[Passage cité]
Sur le marché du DVD "bis", depuis la mort de Neo Publishing il nous restait Wild Side pour le dessus du panier, Bach Films et ses vieilles perlouzes libres de droit, Uncut Movies pour le gore crade allemand irregardable, le Chat qui fume qui s'adresse presque exclusivement aux amateurs de porno français vintage avec Brigitte Lahaie, et l'éditeur fantôme Prism qui sort à peu près n'importe quoi à partir de cassettes pourries des années 80-90. Mais aucun éditeur pour se consacrer exclusivement au nanar, le "mauvais film sympathique", que tant de non-initiés confondent avec le navet (et que tant de mauvais cinéastes fauchés essaient sans succès d'imiter volontairement). Et puis cette année, les spécialistes du genre se lancent enfin : ça y est, Nanarland, le site qui explore depuis 10 ans le joyeux monde de la série Z pour débusquer les ratages les plus drôles, se lance dans l'édition de DVDs. Et attention, pas avec du VHSrip moisi de merdes innommables sous jaquettes volantes, hein : ils démarrent fort, avec une belle sortie d'Il était une fois le Diable à l'occasion des 25 ans du film, souvent qualifié de "Plan 9 from Outer Space à la française".
Le film s'ouvre sur une série de meurtres sanglants de campeurs dans la campagne normande (mais une plaque minéralogique de Floride insinue que ça se passe aux Etats-Unis, petite ruse dérisoire pour faciliter l'exportation !) commis par un homme difforme affublé d'une veste d'officier nazi. Puis on suit un couple de vacanciers dont la femme est victime d'hallucinations de chat noir, et que des soucis de bagnole vont pousser à s'arrêter dans une auberge lugubre (en fait le Palais Bénédictine de Fécamp filmé la nuit). Là, les tenanciers leur parleront d'une légende selon laquelle la région est maudite depuis le naufrage d'un navire anglais ramenant une mystérieuse cargaison d'Egypte, parce que ce sont des gens accueillants comme ça. Et de fait, c'est une nuit bien étrange, peuplée de créatures de cauchemar, qui commence pour la jeune femme...
Elle croisera notamment une momie tellement pauvre qu'elle est contrainte de vivre
debout derrière un simple couvercle de sarcophage.

[Matériel fourni]

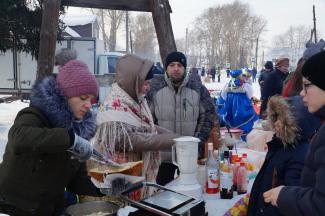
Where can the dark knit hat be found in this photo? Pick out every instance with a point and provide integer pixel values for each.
(313, 48)
(282, 61)
(74, 79)
(269, 65)
(314, 69)
(151, 73)
(175, 57)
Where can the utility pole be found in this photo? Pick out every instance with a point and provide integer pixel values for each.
(131, 43)
(48, 35)
(186, 40)
(256, 50)
(262, 62)
(127, 31)
(160, 13)
(314, 18)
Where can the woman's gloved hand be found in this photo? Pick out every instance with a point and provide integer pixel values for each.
(81, 148)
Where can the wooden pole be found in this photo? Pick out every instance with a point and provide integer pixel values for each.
(163, 26)
(314, 18)
(127, 31)
(256, 51)
(48, 37)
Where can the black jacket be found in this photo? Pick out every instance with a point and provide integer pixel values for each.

[Votre tâche] Rédigez, s'il vous plaît, la suite du texte sur la sortie en DVD d'Il était une fois le Diable, à partir de sa dernière phrase. Vous n'aurez pas besoin des enregistrements.

[Exercice corrigé]
Pour un nanardeur, le visionnage d'Il était une fois le Diable est vraiment une expérience à ne pas manquer. Au début les plus sceptiques pourront craindre un simple slasher pouilleux, qui fait rire quelques minutes à cause de son tueur à grosse tête d'Elephant Man grognant comme un demeuré en permanence, mais qui s'essouffle vite pour devenir surtout ennuyeux. Rassurez-vous : c'est pas de l'arnaque à la Gingerdead Man, c'est de la bonne. Les première minutes valent déjà leur pesant de cacahuètes, avec des morts qui continuent de respirer et des blessures au couteau qui n'en finissent pas de saigner à gros jets, et passée cette introduction qui ressemble à une revisitation façon Red is Dead de La Colline a des yeux, on se retrouve temporairement devant ce qui pourrait être les scènes de transition sans sexe d'un porno old school du terroir, au vu des décors, de la mise en scène et du jeu des acteurs. Enfin, Devil Story dérive vers le n'importe quoi le plus complet, une succession de scènes absurdes aussi horriblement mal filmées que mal jouées où l'on trouvera pêle-mêle un cheval maléfique, un chasseur qui s'acharne à lui faire la peau à coups de fusil à pompe aux munitions illimitées, une momie, un bateau-zombie qui sort de terre...
Malgré les apparences, non, ce n'est pas Partie de chasse en Sologne.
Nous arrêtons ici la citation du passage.